STATED GOAL ▸ Decide whether each statement agrees with the passage on the STEM teaching program, answering yes or no and quoting the passage's deciding words: 1. Freshman and sophomore candidates for the summer opportunities must take part in a short interactive interview. 2. The program pays for scholars to travel to the California Science Teachers Association annual meeting. 3. Each of the 25 STEM majors in the program was supported for only one semester.

--- Begin EXTRACT TO READ ---

Goal 3 we recruit for summer opportunities on our campus in which the freshman and sophomore candidates can assist in teaching subject matter enhancement courses. They have to be making good progress in their courses and also participate in a short interactive interview.
Goal 4 we provide professional development (PD) and seminars centered around reading of original research on aspects of teaching in diverse classrooms and classroom management. We also invite the scholars to attend PD linked to some of our other activities for example Math Morsels, CSCS open house and JPL open house for teachers.
Goal 5 we pay for travel to meetings for the scholars for example the California Math teachers and the California Science Teachers Association annual meetings.
(a)Recruitment is being done by working with Science and Math departments and undergraduate organizations within these departments (e.g. Matador Math Society, Tutoring Center), we also post and email fliers to faculty in science, math and education.
(b)A key framework is to recruit undergraduates by providing early experiences in classrooms and other learning environments. We have created programs like Tomorrow Scientists and summer teaching where undergraduates work as TAs for expert teachers. These early experiences help students realize that teaching is a great way to use their science knowledge to promote a more educated society. Our goal is to give students experiences showing what the best education is like – which may be different from the teaching they experienced in school.
(c)CSUN faculty in both the College of Science and Mathematics and College of Education collaborate on these efforts to engage undergraduates and credential students in the CSUN STEM teaching program.
(a)So far 25 STEM majors have participated in our program (most supported for more than 1 semester). Surveys showed that it was a very positive experience and increased interest in teaching. We have supported students who were not sure about entering teaching and the support we offered them helped them decide on a teaching career. These students were also encouraged to attend STEM teaching conferences and most scholars attended at least one such conference.

--- End EXTRACT TO READ ---
--- Begin MATERIAL SHOWN ---

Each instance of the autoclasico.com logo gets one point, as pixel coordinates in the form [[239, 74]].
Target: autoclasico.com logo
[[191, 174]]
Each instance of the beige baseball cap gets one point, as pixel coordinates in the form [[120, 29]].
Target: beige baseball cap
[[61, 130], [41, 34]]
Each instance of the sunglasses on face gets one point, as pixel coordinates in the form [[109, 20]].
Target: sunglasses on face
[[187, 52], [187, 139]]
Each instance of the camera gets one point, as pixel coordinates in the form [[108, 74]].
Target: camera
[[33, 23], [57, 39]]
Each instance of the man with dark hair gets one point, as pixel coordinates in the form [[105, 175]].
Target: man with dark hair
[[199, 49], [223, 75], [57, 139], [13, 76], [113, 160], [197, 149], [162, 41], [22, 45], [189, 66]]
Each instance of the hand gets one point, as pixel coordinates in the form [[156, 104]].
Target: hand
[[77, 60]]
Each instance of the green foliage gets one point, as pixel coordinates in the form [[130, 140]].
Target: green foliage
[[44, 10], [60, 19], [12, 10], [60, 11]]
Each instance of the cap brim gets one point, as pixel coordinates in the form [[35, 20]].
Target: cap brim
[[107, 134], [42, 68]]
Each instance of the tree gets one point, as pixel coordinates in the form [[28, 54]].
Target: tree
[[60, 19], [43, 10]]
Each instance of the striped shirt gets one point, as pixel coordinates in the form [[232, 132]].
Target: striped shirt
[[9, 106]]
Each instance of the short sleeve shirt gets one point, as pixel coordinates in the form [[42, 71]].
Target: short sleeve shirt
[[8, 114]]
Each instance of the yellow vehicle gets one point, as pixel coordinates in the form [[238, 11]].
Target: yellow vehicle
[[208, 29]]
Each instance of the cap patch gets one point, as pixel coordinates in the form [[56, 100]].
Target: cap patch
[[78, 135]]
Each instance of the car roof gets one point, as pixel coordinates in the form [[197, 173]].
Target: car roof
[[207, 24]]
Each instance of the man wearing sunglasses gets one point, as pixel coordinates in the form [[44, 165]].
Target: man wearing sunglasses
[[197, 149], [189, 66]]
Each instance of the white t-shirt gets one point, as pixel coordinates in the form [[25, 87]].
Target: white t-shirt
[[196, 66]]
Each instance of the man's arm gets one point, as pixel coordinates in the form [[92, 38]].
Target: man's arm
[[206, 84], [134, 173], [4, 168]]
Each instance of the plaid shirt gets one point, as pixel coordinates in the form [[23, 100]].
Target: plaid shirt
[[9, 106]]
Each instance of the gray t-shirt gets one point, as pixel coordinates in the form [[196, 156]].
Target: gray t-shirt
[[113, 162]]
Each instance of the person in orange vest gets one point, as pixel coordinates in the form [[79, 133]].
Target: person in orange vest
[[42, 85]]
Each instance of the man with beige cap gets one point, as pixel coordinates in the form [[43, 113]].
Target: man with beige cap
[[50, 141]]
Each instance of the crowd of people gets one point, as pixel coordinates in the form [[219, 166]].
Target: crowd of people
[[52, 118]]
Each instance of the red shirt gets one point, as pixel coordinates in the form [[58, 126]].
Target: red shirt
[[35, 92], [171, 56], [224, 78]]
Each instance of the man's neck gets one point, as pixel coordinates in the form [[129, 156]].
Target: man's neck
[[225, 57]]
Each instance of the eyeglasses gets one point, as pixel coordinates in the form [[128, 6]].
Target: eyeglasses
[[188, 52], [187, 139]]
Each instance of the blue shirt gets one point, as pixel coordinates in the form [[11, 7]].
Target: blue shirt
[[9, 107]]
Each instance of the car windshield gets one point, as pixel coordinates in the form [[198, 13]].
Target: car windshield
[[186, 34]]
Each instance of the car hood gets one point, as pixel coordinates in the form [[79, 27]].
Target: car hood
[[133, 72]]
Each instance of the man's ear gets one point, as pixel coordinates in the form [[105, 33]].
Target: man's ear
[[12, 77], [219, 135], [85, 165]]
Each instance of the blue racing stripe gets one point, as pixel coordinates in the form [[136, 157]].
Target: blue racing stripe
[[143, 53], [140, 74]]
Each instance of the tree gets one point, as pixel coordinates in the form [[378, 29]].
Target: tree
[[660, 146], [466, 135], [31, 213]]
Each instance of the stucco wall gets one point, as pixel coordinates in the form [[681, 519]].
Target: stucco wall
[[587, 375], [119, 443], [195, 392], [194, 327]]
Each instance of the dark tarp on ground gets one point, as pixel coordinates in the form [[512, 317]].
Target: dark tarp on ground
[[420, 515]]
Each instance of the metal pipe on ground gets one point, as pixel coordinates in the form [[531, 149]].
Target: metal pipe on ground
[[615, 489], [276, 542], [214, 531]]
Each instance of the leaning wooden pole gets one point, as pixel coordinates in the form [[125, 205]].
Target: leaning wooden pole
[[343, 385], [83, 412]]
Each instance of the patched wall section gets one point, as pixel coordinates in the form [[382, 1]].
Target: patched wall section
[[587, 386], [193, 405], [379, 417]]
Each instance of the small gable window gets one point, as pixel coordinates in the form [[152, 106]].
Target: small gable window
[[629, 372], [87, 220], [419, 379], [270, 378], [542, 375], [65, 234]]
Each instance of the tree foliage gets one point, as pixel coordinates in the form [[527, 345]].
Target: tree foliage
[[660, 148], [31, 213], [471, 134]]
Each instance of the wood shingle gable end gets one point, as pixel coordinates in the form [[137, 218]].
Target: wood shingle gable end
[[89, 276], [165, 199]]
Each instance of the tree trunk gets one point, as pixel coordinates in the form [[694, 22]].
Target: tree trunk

--- End MATERIAL SHOWN ---

FINISHED TASK ▸
1. Yes: "They have to be making good progress in their courses and also participate in a short interactive interview."
2. Yes: "we pay for travel to meetings for the scholars for example the California Math teachers and the California Science Teachers Association annual meetings."
3. No: "So far 25 STEM majors have participated in our program (most supported for more than 1 semester)."